-- begin Records to process --

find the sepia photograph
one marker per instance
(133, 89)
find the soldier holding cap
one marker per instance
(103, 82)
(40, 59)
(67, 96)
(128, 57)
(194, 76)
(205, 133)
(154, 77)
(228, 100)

-- end Records to process --
-- begin Records to process --

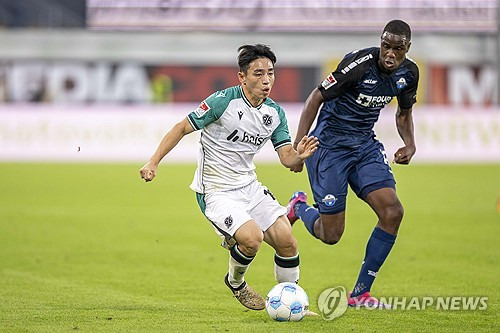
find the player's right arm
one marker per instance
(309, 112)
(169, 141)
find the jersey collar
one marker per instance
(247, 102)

-- end Records to process --
-- begin Records to process --

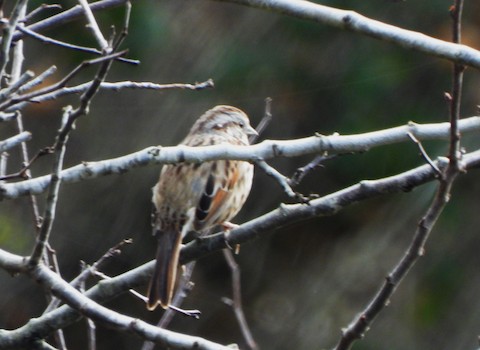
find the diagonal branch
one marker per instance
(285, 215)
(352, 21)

-- end Records to process --

Short task: Locate each line above that contains the word "find", and copy all of those lines.

Output below:
find the sepia photograph
find the soldier holding cap
find the player's right arm
find the jersey collar
find the diagonal branch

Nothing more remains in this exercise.